#### [ФРАГМЕНТ ДОКУМЕНТА]
════════

Работа Байера над полемическим сочинением против Паулли выливается в написание богословской диссертации. Её публичная защита приносит ему известность и знакомство со старшим земляком, математиком и эрудитом Христианом Гольдбахом. Он вводит Байера в «невидимый колледж» – содружество немецких учёных и мыслителей, живущих в разных городах и странах и связанных между собой перепиской. У Байера заводятся покровители, которые помогают ему получить стипендию от городского магистрата для нового путешествия по Германии.

С этого времени в его жизнь вторгается русская тема.

Второе путешествие Петра I в Европу, предпринятое им в 1716—1717 годах, неожиданно оказалось в тесной связи с древней русской историей и варяжской проблемой.

«Норманнская» трактовка зарождения Русского государства на протяжении всего XVII века оставалась национальной особенностью шведской историографии. Европейские, прежде всего немецкие, учёные придерживались иных воззрений на происхождение Рюрика и варягов. Все они так или иначе восходили к известию Сигизмунда Герберштейна, имперского посла, в 1517 и 1526 годах побывавшего в Москве. Этот немецкий уроженец славянской Каринтии, поразмыслив над тем, что услышал от русских людей о происхождении династии Рюриковичей, изложил своё, особое мнение на этот счёт. Он указал на то, что «славнейший некогда город и область вандалов, Вагрия, была погранична с Любеком и Голштинским герцогством, и то море, которое называется Балтийским, получило, по мнению некоторых, название от этой Вагрии… и доселе ещё удерживает у русских это название, именуясь Варецкое море, то есть Варяжское море». Затем, напомнив, что «сверх того, вандалы в то же время были могущественны, употребляли, наконец, русский язык и имели русские обычаи и религию»21, Герберштейн заключил: «На основании всего этого мне представляется, что русские вызвали своих князей скорее из вагрийцев, или варягов, чем вручили власть иностранцам, разнящимся с ними верою, обычаями и языком».

════════

#### [ПРИВЕДЁННЫЕ ЗАПИСИ]

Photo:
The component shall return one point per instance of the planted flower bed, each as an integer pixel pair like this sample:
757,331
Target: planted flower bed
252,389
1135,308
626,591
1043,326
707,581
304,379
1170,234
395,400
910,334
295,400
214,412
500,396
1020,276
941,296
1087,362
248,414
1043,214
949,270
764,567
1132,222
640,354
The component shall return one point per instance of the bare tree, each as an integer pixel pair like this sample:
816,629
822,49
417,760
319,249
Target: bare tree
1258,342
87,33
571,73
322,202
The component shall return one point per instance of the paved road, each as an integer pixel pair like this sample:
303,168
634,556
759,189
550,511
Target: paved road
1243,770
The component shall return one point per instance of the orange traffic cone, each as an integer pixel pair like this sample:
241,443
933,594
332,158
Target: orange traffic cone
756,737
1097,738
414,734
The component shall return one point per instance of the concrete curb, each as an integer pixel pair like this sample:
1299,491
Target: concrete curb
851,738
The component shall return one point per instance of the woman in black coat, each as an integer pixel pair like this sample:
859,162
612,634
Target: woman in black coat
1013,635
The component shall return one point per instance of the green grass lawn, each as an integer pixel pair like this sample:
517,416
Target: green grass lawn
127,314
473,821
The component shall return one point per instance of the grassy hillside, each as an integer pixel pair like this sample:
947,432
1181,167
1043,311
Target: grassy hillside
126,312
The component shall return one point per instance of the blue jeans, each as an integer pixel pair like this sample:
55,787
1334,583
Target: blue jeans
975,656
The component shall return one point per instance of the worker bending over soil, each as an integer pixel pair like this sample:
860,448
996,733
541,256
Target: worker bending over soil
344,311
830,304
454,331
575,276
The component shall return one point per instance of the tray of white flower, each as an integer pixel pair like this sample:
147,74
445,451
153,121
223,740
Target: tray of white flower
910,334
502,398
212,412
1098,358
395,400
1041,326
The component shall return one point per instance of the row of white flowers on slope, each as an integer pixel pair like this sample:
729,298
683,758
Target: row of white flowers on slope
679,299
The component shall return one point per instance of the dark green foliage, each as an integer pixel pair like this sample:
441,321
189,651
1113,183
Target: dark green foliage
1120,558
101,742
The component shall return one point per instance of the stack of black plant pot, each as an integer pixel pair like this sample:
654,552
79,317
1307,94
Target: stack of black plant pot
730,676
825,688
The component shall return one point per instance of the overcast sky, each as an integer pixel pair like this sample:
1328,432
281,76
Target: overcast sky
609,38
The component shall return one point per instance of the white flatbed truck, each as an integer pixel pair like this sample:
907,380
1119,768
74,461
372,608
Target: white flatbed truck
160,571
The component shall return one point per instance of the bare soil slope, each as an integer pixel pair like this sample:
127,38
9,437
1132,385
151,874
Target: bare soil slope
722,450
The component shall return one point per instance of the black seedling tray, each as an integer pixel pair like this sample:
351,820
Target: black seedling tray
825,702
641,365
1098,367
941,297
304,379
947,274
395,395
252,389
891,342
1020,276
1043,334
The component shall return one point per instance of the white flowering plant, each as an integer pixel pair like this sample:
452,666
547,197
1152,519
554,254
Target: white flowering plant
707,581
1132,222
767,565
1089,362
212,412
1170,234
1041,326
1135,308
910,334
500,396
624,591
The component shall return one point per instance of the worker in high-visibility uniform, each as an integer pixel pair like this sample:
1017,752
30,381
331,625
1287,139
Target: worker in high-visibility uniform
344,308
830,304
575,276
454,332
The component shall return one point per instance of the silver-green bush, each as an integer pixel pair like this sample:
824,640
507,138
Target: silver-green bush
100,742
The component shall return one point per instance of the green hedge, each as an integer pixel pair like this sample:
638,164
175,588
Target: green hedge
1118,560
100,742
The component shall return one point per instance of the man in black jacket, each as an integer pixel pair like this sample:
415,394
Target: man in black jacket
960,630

════════

#### [ЧТО НУЖНО СДЕЛАТЬ]
Продолжите текст о Байере и варяжской проблеме, начав сразу после его последнего предложения.

#### [ОТВЕТ]
Особенно интересна мекленбургская историографическая традиция.

Мекленбургское герцогство возникло на землях славянского племенного союза вендов-ободритов (варнов), чей последний князь Прибыслав II, будучи побеждён саксонским герцогом Генрихом Львом, получил назад большую часть своих бывших владений уже в качестве лена (1167). Начиная с 1171 года он носил титул князя Мекленбургского, с которым участвовал в рыцарском турнире 1178 года, ставшим для него роковым: случайная рана свела его в могилу.

Онемеченные потомки Прибыслава, возведённые в герцогское достоинство, бережно хранили память о своей славянской родословной, которая, по преданию, уходила корнями в глубокую древность. Ободритские князья VIII века, упоминаемые во франкских анналах времён Карла Великого, числились в этом генеалогическом списке лишь в конце второго десятка «вендо-ободритских королей».

В начале XVII века в мекленбургские родословные вносится любопытная вставка: в них отводится место для Рюрика. Согласно Бернхарду Латому, автору «Genealochronicon Megapolitanum» (1610), это был сын ободритского князя Годлиба (Годлава, Годлейба) – лица исторического, известного по средневековым хроникам.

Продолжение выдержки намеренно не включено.